⟨
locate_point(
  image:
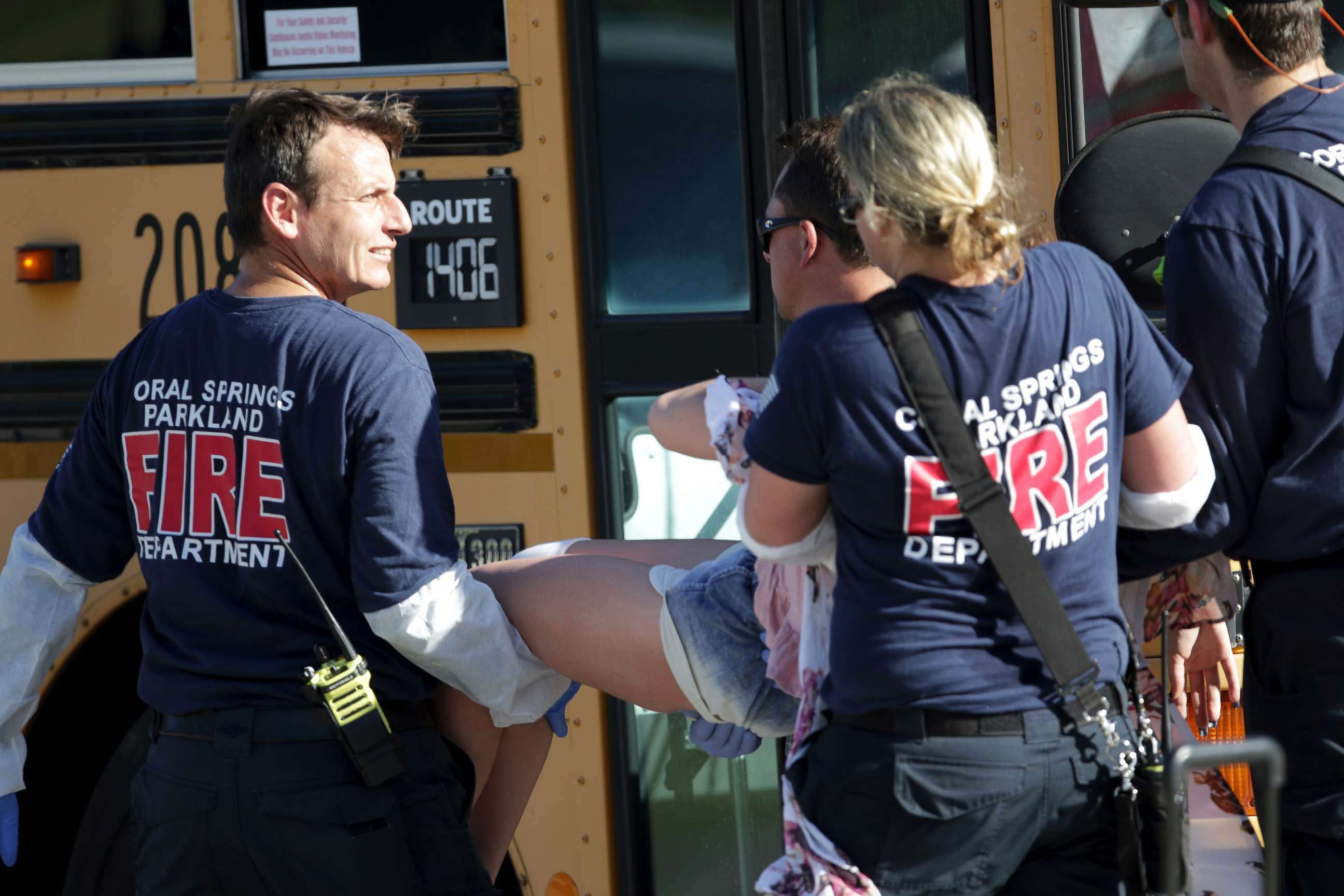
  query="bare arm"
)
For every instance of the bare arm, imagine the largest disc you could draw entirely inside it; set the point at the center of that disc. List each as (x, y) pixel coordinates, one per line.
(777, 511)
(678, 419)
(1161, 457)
⟩
⟨
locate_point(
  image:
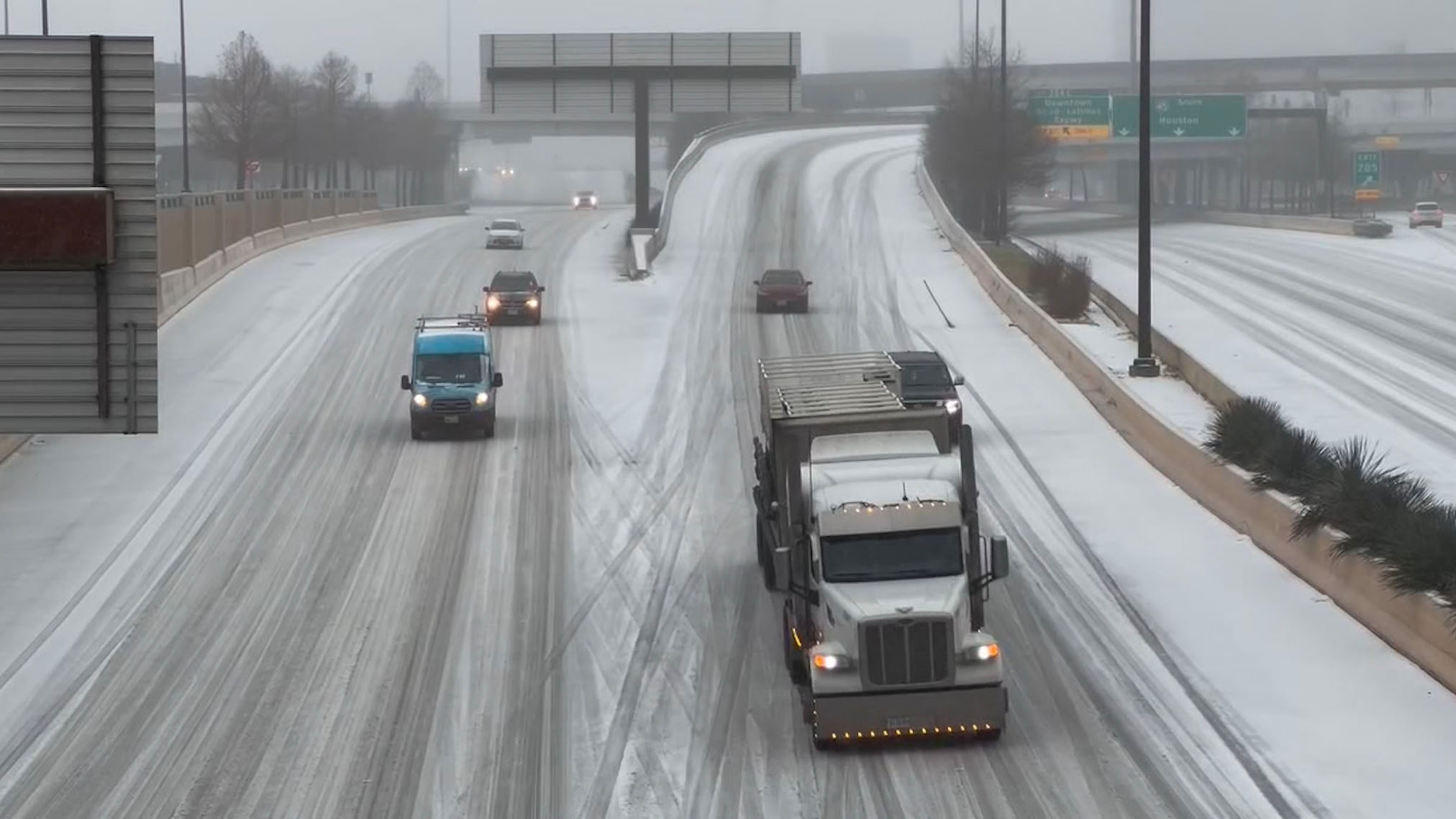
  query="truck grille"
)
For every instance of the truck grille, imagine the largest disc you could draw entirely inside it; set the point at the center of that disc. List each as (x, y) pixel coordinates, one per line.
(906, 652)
⟩
*Problem to solve*. Show each line of the listing above containing the string "that". Case counts.

*Final answer*.
For every instance of the bare arm, imagine the largest disc you could draw entirely inside it; set the point at the center of that disc. List each as (x, y) pixel coordinates, one per line.
For every instance of the truck grille, imagine the largest disc you could draw entirely inside it; set the point at the center of that disc. List each as (x, y) pixel coordinates, one per line.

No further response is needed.